Instructions to follow ▸
Update the data below by changing each "Annotation task" to "Labeling task" and leaving everything else as it is.

begin Data supplied

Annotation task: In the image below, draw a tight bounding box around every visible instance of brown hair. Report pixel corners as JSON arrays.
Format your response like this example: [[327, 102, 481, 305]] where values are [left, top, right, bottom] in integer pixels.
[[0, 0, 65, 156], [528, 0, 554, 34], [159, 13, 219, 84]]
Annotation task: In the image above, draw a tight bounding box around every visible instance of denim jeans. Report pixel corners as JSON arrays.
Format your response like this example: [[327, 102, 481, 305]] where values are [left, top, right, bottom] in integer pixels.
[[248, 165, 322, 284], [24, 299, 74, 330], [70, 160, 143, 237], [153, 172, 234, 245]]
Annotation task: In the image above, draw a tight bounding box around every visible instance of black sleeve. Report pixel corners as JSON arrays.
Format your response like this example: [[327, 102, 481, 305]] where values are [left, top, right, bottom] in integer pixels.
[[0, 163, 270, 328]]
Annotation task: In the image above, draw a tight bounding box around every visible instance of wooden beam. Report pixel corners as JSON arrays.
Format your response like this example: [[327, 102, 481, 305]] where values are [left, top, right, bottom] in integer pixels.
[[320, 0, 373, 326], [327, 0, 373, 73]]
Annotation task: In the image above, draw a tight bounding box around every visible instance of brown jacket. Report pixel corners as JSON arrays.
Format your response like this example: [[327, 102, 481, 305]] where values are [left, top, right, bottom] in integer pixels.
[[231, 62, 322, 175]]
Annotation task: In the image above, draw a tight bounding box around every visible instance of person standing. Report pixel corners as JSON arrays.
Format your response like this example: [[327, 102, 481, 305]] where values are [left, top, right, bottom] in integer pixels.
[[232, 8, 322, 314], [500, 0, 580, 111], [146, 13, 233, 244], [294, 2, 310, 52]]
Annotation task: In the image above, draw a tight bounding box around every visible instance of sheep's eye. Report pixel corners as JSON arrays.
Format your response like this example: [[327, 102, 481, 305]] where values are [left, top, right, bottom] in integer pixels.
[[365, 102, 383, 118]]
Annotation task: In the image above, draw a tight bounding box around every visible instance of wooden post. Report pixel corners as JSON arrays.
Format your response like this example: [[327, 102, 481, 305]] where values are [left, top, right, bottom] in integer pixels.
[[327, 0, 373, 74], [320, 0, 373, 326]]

end Data supplied

Result of this task ▸
Labeling task: In the image below, draw a tight bounding box around every visible instance of brown hair. Report pixel corners as JSON arrays.
Format your response like this example: [[327, 102, 481, 305]] where values are [left, top, right, bottom] in integer pixels.
[[0, 0, 65, 156], [528, 0, 554, 34], [159, 13, 219, 84]]
Labeling task: In the image above, draw a tight bounding box around every visible instance of denim jeans. Report pixel corners as JSON arrays.
Format your response like this example: [[327, 102, 481, 305]] where values are [left, top, right, bottom] in integer pixels.
[[248, 165, 322, 284], [24, 299, 74, 330], [70, 160, 143, 237], [153, 172, 234, 245]]
Labeling task: In the image above, draw a tight bounding box around every visible instance of black sleeve. Report pixel corners as JSON arrays.
Format your response like this example: [[327, 102, 481, 305]] where values are [left, top, right, bottom] in integer pixels.
[[0, 163, 270, 328]]
Labeling task: In the image above, draw a tight bounding box around every visible instance of wooden beam. Report pixel corners as JSON arrays.
Format your response like this example: [[327, 102, 481, 305]] where values are [left, top, right, bottom] in integer pixels.
[[320, 0, 373, 326], [327, 0, 373, 73]]
Labeling task: In the image above, draw a tight bounding box around every visible instance of brown jacket. Report pixel corners as JSON arrays.
Format your response like this example: [[327, 102, 481, 305]] where values are [left, top, right, bottom] in integer pixels.
[[231, 62, 322, 175]]
Labeling task: In the image above, draw a tight bounding box around every visible instance of person standing. Report pixel corners as JSON arrays.
Format your response like this example: [[327, 102, 481, 305]] where values are [left, top, right, bottom] in integer pixels.
[[232, 8, 322, 314], [500, 0, 580, 111], [146, 13, 233, 244], [294, 2, 310, 52]]
Labeling task: In the image above, draw a tight bounding box around every visible instance of sheep's eye. Report pixel corners as JSON arrays.
Format your response like this example: [[327, 102, 481, 305]] where values are [left, top, right, bottom] in integer pixels.
[[365, 102, 383, 118]]
Labeling task: In the image above, draw a tight bounding box around every visible instance of wooden post. Report pixel corners as JSON arrays.
Format your response like this example: [[327, 102, 481, 305]] where values are [left, top, right, bottom] in integer pixels.
[[327, 0, 373, 74], [320, 0, 373, 326]]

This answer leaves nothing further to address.